* _Challenge 1_:
Using the Rockford library court opinion below, answer these questions:
(a) Which judge presided in the circuit court?
(b) Who is named as the director of the library board?
(c) How many counts did the complaint contain?
* _Challenge 2_: Reproduce the part of the Rockford library court opinion below that opens with the words "March 30, 1987" and closes with "Unverzagt, JJ., concur.".

[start Supplied text]

March 30, 1987
RUTH D. LUNDE ET AL., PLAINTIFFS-APPELLANTS
THE ROCKFORD PUBLIC LIBRARY BOARD ET AL., DEFENDANTS-APPELLEES
APPELLATE COURT OF ILLINOIS, SECOND DISTRICT
506 N.E.2d 385, 153 Ill. App. 3d 803, 106 Ill. Dec. 678 1987.IL.388
Appeal from the Circuit Court of Winnebago County; the Hon. John E. Sype, Judge, presiding.
Presiding Justice Lindberg delivered the opinion of the court. Inglis and Unverzagt, JJ., concur.
DECISION OF THE COURT DELIVERED BY THE HONORABLE JUDGE LINDBERG
Plaintiffs appeal the judgment of the circuit court of Winnebago County dismissing their complaint against the Rockford Public Library Board (board) and its director Joel Rosenfeld.
The complaint, in two counts, sought an injunction or declaratory judgment to prohibit the board from spending funds for library reconstruction which were derived from a referendum increasing the tax rate for library purposes pursuant to an ordinance authorized by section 3-1 of the Illinois Local Library Act (Library Act or Act) (Ill. Rev. Stat. 1983, ch. 81, par. 3-1).

[end Supplied text]
[start Stored records]

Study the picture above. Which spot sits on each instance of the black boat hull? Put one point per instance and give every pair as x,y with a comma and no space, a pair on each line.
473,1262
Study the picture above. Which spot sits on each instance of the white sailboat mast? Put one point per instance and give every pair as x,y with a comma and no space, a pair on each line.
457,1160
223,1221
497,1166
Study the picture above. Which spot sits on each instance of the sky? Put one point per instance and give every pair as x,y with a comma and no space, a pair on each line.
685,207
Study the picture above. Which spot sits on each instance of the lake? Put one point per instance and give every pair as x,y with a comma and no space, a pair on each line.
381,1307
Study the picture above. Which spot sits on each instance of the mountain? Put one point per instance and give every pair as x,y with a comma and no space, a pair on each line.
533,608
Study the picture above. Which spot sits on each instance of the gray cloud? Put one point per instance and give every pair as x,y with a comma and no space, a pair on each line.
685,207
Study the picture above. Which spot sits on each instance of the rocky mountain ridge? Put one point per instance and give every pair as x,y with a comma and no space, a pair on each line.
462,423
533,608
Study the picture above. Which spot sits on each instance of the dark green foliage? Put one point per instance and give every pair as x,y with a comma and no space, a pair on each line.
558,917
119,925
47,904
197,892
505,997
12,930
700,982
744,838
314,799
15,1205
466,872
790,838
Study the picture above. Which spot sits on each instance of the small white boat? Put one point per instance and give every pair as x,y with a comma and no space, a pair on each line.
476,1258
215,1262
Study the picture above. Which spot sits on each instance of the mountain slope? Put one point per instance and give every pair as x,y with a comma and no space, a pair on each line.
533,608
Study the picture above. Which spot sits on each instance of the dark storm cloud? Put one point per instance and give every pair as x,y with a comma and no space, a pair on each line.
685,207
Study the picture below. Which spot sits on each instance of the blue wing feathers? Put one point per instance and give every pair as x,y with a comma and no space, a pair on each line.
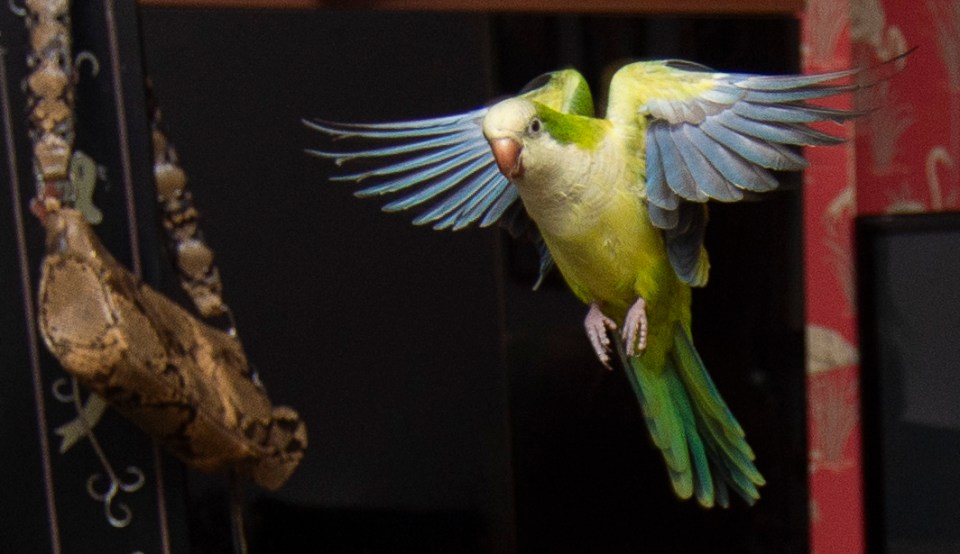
726,139
443,159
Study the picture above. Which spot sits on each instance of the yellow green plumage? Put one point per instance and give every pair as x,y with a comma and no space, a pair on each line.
618,204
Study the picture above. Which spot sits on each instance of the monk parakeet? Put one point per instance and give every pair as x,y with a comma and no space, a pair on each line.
619,205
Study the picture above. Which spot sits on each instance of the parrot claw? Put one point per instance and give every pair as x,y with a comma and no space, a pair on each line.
635,328
597,326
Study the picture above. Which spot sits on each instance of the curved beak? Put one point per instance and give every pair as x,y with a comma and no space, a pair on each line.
507,153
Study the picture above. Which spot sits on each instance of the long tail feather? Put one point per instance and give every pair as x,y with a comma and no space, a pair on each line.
701,441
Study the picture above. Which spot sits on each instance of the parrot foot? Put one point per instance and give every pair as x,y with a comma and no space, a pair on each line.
635,328
597,326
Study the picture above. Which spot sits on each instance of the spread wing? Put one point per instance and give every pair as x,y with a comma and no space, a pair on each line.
713,136
443,167
717,136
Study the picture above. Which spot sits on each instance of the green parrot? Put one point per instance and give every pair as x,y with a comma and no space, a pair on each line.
619,205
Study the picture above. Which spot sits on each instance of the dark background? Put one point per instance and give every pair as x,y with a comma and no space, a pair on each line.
909,324
451,409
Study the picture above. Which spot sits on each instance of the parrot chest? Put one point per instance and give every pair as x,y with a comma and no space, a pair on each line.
613,259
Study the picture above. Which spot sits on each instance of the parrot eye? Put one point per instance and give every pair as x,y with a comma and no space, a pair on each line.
535,126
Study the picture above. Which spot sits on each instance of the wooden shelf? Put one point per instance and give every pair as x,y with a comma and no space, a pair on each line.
584,6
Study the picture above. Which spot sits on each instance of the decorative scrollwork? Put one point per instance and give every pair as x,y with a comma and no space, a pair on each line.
67,391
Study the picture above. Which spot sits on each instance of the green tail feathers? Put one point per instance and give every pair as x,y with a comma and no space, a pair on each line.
701,442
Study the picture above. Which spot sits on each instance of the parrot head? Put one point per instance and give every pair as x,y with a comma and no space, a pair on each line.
527,137
508,127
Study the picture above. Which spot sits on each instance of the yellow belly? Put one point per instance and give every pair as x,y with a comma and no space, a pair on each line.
619,258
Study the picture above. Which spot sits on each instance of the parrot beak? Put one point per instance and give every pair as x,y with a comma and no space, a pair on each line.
507,153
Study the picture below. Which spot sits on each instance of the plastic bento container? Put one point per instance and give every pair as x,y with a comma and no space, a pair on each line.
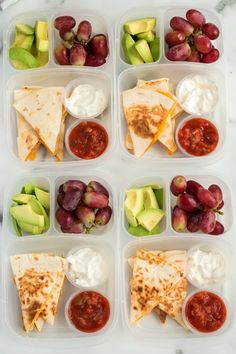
150,327
164,180
52,183
60,332
53,74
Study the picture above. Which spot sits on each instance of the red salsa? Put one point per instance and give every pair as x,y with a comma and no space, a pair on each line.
89,311
88,140
198,137
206,311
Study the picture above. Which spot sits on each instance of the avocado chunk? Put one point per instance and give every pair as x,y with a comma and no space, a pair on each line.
25,214
23,198
41,35
141,25
143,49
155,48
29,188
150,201
148,36
22,41
24,29
159,193
141,231
43,197
149,218
22,55
34,230
39,209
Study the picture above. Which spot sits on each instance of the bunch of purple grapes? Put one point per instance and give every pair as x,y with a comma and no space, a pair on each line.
77,47
82,207
196,207
191,38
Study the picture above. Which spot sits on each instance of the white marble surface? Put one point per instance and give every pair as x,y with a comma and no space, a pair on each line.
119,341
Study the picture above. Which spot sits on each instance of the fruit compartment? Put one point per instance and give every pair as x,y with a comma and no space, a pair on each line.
51,182
150,327
58,77
164,180
61,330
100,26
163,15
175,72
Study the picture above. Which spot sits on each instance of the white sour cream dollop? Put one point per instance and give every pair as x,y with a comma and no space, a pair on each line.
197,94
86,267
86,101
205,268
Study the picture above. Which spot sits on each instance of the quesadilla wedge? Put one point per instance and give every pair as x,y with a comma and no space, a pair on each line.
39,279
27,140
159,280
43,110
144,111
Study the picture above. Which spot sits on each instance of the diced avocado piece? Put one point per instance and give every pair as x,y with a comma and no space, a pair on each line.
25,214
150,201
24,29
43,197
23,56
22,41
148,36
159,193
140,25
41,35
155,48
130,216
34,230
23,198
142,47
42,58
29,188
149,218
141,231
39,209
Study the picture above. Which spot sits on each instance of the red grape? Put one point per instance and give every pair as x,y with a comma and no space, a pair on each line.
62,55
207,221
65,23
218,230
217,193
193,222
187,202
94,60
179,219
178,185
193,187
179,52
174,37
211,31
206,198
210,57
196,18
194,56
99,46
84,32
78,55
180,24
202,43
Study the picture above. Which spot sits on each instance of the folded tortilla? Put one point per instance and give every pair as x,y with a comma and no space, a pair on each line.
145,111
39,280
43,110
158,280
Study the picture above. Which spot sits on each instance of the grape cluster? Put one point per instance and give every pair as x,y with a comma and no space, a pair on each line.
191,38
78,48
196,207
82,207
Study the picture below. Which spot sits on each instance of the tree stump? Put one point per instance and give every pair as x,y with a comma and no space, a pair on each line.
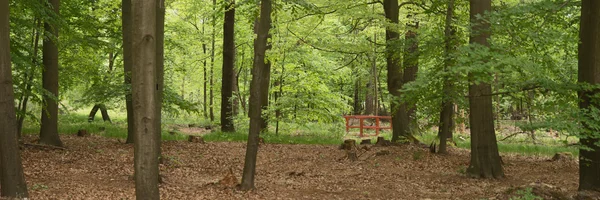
365,141
82,133
352,155
348,144
229,180
195,139
562,156
382,153
383,142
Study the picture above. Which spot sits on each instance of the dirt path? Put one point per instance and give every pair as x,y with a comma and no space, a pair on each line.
102,168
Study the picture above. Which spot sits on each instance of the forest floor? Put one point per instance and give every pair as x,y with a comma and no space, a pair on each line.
96,167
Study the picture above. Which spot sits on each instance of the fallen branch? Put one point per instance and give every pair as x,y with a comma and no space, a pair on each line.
43,146
512,135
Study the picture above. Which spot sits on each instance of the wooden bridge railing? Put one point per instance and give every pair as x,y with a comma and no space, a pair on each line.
362,126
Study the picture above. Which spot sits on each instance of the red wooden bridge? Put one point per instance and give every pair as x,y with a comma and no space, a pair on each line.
362,125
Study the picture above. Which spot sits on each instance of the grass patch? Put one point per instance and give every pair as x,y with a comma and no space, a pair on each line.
290,133
463,141
272,138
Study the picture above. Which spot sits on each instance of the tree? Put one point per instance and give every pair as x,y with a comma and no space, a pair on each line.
447,113
485,159
144,95
127,64
49,124
256,94
403,113
12,179
211,97
589,65
394,75
228,68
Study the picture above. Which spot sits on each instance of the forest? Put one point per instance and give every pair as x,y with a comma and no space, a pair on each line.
300,99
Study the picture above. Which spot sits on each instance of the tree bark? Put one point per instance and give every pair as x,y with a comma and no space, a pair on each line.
260,47
447,113
212,65
356,99
12,179
394,75
160,66
205,79
103,110
228,74
25,97
411,67
145,97
49,123
589,67
485,159
127,64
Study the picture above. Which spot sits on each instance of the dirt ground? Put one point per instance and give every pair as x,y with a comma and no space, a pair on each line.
101,168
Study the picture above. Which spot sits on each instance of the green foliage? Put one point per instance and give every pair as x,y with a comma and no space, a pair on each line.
526,194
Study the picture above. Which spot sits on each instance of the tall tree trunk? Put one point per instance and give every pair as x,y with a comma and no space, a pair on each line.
49,124
485,159
236,92
411,67
103,110
145,97
241,101
264,86
589,66
375,75
278,94
212,64
260,47
160,66
228,74
127,65
356,99
12,179
205,77
24,100
394,75
447,113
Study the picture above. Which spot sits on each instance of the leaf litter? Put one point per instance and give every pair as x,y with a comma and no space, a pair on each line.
96,167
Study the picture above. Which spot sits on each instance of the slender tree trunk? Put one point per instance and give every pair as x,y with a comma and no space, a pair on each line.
145,97
49,126
12,179
589,66
375,74
264,84
212,64
394,75
103,110
265,92
236,92
356,99
25,97
160,65
447,113
485,159
205,81
127,65
240,99
260,47
228,74
278,94
411,64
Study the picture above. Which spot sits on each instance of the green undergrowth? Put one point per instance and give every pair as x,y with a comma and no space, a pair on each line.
289,133
272,138
544,149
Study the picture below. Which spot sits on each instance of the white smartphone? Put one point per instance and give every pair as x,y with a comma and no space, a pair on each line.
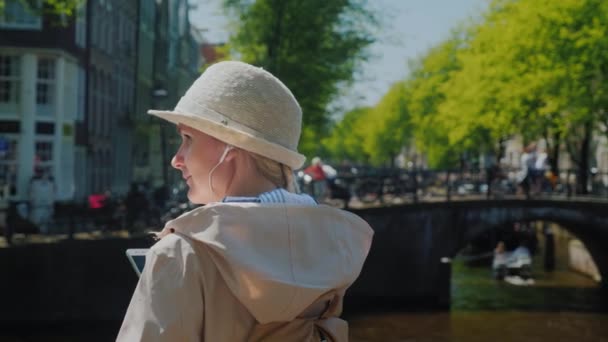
137,258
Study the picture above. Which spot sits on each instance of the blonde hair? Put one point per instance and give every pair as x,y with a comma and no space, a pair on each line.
279,174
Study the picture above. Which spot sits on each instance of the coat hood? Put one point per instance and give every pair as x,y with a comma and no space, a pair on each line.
277,259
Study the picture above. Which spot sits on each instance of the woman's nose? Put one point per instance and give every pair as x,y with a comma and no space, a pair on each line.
177,161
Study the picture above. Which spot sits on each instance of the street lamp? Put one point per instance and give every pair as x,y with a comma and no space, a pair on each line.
158,94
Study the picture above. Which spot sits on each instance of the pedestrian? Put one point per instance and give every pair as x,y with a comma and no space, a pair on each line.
42,200
319,178
257,261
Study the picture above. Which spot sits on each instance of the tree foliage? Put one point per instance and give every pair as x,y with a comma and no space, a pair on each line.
48,7
535,68
314,46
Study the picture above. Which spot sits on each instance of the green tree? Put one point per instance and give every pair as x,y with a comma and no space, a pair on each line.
347,138
314,46
534,67
47,7
427,76
388,126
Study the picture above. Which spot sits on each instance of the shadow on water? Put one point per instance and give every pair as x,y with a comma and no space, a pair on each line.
561,305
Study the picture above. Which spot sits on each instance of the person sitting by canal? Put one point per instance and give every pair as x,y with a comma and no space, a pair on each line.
258,261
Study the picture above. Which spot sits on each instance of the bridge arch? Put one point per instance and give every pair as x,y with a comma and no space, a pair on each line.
411,240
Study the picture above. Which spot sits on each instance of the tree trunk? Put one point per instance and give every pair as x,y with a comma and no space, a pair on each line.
583,165
554,153
274,43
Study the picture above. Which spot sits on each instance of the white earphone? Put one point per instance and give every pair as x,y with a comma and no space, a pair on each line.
226,150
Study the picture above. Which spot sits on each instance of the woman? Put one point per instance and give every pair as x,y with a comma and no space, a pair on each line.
258,261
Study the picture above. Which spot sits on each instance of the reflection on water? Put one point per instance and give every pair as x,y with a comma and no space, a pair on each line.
480,326
561,306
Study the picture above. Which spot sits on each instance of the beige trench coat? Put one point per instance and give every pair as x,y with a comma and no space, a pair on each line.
249,272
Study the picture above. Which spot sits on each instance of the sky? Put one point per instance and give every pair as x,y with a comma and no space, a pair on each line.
410,28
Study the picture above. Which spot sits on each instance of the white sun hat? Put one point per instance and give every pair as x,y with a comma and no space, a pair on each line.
244,106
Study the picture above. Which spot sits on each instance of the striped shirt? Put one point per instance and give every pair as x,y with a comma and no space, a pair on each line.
278,195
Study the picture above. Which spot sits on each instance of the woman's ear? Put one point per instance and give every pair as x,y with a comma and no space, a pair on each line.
226,156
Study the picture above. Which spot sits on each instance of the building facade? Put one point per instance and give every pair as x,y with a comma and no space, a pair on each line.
42,74
74,91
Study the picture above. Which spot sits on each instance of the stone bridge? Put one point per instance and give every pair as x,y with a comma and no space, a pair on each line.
405,262
91,282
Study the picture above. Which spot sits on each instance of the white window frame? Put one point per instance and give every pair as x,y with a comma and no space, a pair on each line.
8,163
46,165
45,109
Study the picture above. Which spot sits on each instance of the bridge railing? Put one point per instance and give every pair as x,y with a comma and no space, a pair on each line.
408,185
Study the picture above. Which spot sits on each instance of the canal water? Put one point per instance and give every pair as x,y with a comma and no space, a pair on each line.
561,305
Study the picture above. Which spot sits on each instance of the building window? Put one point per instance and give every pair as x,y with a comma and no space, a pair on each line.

[end Stored records]

* _Exercise solution 1_:
(a) The Hon. John E. Sype.
(b) Joel Rosenfeld.
(c) Two.

* _Exercise solution 2_:
March 30, 1987
RUTH D. LUNDE ET AL., PLAINTIFFS-APPELLANTS
THE ROCKFORD PUBLIC LIBRARY BOARD ET AL., DEFENDANTS-APPELLEES
APPELLATE COURT OF ILLINOIS, SECOND DISTRICT
506 N.E.2d 385, 153 Ill. App. 3d 803, 106 Ill. Dec. 678 1987.IL.388
Appeal from the Circuit Court of Winnebago County; the Hon. John E. Sype, Judge, presiding.
Presiding Justice Lindberg delivered the opinion of the court. Inglis and Unverzagt, JJ., concur.